• **Work order**:
Output range, inclusive: from the line containing "Target: kitchen countertop" to the line containing "of the wire". Restate those lines from the data below word for word and only those.

• **Exercise inputs**:
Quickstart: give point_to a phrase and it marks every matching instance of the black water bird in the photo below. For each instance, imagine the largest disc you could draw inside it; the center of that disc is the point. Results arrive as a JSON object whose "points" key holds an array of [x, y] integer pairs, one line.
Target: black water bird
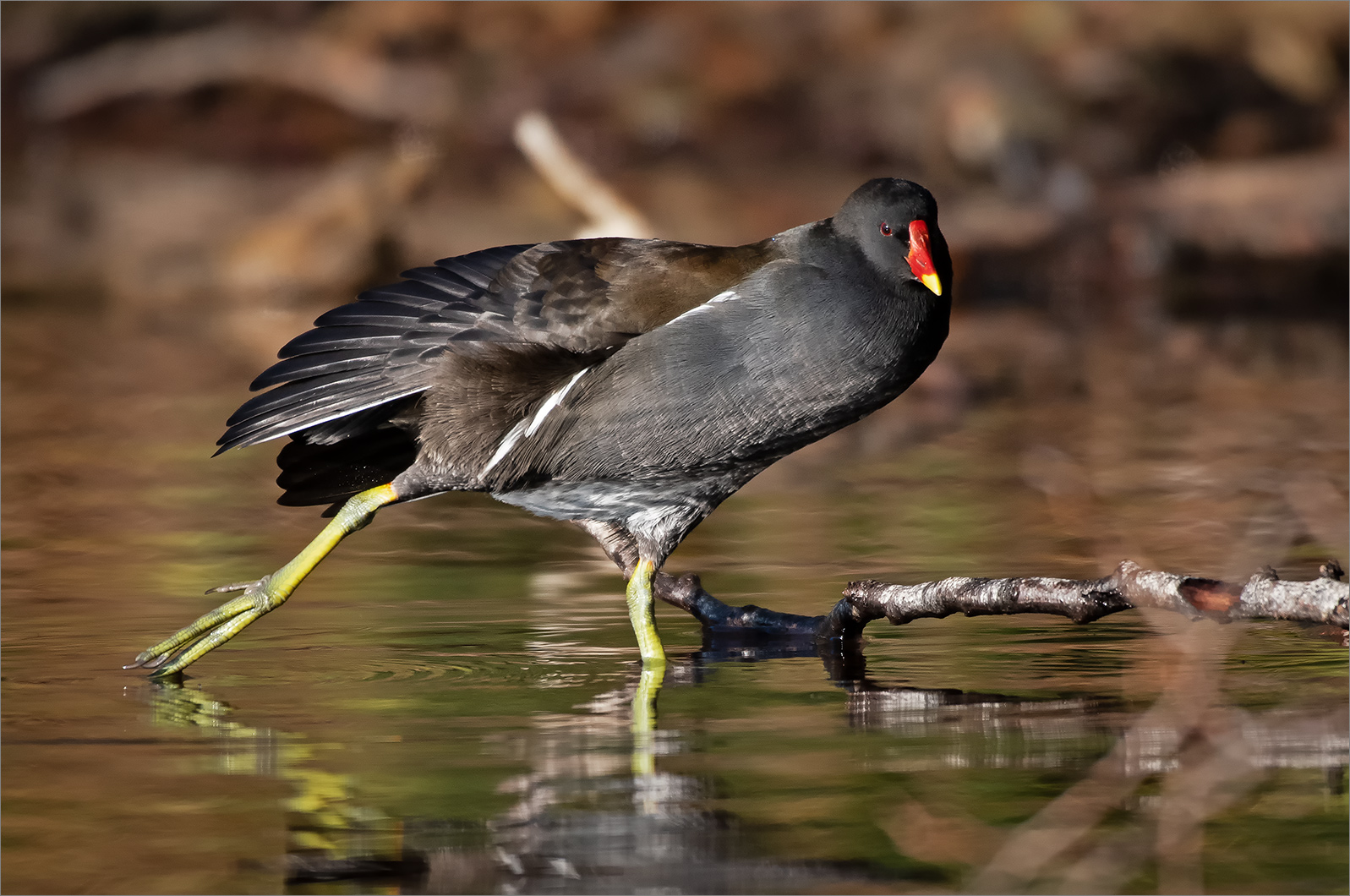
{"points": [[628, 386]]}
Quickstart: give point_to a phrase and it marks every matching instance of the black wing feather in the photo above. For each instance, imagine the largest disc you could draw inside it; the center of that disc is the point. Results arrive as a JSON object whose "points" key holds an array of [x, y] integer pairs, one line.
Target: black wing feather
{"points": [[375, 350]]}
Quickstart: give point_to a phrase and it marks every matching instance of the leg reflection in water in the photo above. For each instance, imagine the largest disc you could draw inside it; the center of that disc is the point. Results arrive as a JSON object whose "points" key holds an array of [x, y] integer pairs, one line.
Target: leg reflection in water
{"points": [[592, 809]]}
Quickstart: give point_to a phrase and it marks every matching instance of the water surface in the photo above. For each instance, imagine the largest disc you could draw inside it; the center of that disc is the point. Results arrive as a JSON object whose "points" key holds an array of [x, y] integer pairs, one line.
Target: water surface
{"points": [[445, 705]]}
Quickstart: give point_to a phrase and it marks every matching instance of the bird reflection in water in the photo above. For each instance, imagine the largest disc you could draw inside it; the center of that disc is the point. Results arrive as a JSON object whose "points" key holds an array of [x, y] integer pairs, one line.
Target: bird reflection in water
{"points": [[582, 822]]}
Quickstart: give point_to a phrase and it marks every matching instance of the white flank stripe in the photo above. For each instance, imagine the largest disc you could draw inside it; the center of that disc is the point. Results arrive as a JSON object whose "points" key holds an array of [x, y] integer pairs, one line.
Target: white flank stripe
{"points": [[721, 298], [527, 428]]}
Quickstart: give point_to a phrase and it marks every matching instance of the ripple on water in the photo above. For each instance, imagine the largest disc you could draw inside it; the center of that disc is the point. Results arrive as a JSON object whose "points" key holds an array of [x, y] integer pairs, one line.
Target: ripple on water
{"points": [[488, 669]]}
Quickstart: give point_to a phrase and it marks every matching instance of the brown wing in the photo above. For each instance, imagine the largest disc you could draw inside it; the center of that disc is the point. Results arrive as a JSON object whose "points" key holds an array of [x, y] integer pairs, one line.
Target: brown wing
{"points": [[578, 300], [588, 296]]}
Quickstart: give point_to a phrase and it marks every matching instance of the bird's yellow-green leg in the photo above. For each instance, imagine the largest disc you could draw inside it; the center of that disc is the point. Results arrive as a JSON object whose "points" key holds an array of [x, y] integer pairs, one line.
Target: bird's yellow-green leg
{"points": [[188, 645], [640, 604]]}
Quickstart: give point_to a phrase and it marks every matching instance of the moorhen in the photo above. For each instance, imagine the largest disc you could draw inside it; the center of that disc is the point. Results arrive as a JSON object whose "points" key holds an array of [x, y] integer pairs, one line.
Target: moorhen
{"points": [[628, 386]]}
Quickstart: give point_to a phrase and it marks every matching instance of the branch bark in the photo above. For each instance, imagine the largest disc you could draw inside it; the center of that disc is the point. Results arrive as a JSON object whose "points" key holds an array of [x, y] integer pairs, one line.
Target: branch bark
{"points": [[1265, 595]]}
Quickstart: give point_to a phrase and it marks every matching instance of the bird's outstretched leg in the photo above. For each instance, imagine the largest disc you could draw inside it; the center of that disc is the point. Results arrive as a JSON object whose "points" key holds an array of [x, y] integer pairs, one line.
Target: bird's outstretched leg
{"points": [[188, 645], [640, 613]]}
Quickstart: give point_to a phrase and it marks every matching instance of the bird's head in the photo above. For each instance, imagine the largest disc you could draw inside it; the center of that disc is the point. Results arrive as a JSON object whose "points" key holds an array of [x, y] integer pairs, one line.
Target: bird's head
{"points": [[894, 223]]}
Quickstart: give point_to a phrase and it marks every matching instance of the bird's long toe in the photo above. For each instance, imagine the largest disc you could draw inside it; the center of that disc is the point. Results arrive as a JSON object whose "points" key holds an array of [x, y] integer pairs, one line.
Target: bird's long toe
{"points": [[210, 631]]}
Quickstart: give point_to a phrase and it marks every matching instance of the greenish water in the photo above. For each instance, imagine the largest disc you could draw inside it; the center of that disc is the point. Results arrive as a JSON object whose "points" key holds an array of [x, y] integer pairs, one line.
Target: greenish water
{"points": [[445, 703]]}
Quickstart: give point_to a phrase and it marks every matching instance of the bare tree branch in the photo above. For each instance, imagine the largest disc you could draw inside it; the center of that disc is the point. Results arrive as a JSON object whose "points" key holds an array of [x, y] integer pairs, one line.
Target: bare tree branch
{"points": [[1265, 595]]}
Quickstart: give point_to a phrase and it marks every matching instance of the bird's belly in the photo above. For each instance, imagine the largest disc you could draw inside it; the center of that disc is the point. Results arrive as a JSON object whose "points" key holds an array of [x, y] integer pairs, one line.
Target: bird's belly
{"points": [[659, 511]]}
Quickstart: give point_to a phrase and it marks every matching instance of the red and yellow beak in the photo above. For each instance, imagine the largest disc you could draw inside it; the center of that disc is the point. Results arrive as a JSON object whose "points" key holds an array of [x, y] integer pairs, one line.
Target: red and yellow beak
{"points": [[920, 258]]}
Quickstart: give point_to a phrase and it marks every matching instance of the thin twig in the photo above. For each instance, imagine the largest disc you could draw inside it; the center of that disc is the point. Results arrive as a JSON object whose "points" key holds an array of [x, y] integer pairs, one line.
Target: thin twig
{"points": [[606, 212]]}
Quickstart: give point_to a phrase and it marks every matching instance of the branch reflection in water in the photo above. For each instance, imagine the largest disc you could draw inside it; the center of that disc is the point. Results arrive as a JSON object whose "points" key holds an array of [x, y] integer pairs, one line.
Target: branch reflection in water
{"points": [[588, 818]]}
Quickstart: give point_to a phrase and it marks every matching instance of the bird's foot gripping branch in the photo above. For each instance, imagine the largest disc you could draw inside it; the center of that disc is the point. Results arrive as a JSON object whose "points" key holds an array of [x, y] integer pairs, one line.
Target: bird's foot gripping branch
{"points": [[1265, 595]]}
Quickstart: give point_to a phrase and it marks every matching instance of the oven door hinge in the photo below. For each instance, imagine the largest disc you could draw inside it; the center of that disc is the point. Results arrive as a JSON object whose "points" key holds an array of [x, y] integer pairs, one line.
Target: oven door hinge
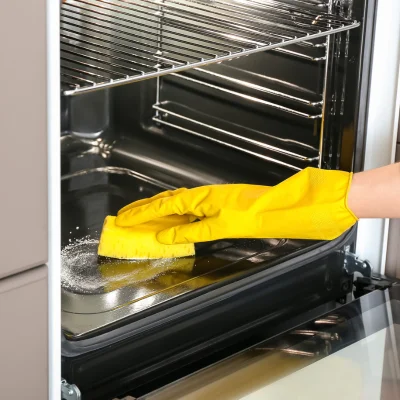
{"points": [[353, 264], [69, 392]]}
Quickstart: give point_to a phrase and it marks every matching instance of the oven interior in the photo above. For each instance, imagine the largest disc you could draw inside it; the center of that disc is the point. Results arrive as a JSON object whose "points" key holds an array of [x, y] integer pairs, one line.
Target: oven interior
{"points": [[158, 95]]}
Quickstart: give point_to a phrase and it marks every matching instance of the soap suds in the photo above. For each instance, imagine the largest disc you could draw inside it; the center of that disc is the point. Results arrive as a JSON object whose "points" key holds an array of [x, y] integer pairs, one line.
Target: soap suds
{"points": [[81, 269]]}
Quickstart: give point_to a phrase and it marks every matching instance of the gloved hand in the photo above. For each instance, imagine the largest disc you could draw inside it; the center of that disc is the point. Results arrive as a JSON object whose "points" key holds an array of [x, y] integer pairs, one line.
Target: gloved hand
{"points": [[311, 204]]}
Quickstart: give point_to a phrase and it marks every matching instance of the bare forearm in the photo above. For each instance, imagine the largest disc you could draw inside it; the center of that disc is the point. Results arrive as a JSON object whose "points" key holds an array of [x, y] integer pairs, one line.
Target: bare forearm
{"points": [[376, 193]]}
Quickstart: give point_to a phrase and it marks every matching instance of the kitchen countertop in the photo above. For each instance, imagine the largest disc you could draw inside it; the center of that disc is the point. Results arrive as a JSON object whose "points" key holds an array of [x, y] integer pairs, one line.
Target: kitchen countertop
{"points": [[355, 358]]}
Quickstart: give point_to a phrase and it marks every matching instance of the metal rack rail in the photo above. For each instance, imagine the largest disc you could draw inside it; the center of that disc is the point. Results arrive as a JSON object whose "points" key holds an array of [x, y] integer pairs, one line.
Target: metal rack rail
{"points": [[237, 140], [106, 43]]}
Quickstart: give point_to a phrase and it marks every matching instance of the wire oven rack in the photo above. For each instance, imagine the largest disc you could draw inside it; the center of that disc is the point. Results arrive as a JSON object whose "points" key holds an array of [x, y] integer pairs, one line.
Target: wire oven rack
{"points": [[107, 43]]}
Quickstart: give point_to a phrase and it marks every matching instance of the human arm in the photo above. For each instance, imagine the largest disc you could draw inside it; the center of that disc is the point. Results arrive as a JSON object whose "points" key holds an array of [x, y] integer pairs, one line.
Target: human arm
{"points": [[376, 193]]}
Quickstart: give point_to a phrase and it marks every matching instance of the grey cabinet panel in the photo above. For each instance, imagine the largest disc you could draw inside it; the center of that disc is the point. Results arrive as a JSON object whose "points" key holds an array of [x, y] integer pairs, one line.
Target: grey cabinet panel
{"points": [[393, 253], [23, 161], [23, 336]]}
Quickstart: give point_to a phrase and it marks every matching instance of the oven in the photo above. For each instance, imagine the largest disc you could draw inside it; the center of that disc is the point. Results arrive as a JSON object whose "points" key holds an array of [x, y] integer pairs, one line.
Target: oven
{"points": [[162, 94], [159, 95]]}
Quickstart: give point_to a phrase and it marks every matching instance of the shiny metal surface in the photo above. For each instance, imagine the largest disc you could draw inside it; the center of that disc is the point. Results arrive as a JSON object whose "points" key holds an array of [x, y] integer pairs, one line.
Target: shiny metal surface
{"points": [[97, 292], [108, 43]]}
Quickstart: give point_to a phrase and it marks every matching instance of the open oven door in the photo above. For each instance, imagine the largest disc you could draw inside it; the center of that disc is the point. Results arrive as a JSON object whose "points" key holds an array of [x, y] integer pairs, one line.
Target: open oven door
{"points": [[350, 353]]}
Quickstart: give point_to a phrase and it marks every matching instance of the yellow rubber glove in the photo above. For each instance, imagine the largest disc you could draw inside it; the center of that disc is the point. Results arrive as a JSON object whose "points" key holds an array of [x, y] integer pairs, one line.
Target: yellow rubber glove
{"points": [[311, 204]]}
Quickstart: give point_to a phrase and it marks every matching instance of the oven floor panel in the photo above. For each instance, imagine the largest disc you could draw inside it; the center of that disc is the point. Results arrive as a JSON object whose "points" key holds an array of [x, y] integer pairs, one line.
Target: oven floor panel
{"points": [[98, 292]]}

• **Problem solution**:
Target: kitchen countertop
{"points": [[355, 358]]}
Quickstart: give point_to a phrase and it marks every matching instance of the metal rack rail in the photo above. For each instance, imagine the largest disc you could draw inside it; the center of that disc is the point. Results arrive as a JSON object whose "points" key holds an array of [x, y] integer pairs, one line.
Target: metal rack rail
{"points": [[237, 140], [106, 43]]}
Quickstart: give point_to a phrase and it marks every matching instance of the wire oven rack in the photo above. For each instance, imagine the largest disc you could draw inside it; the center of that disc is the point. Results arrive as a JSON object whose "points" key holds an array of [x, y] integer pairs, one line.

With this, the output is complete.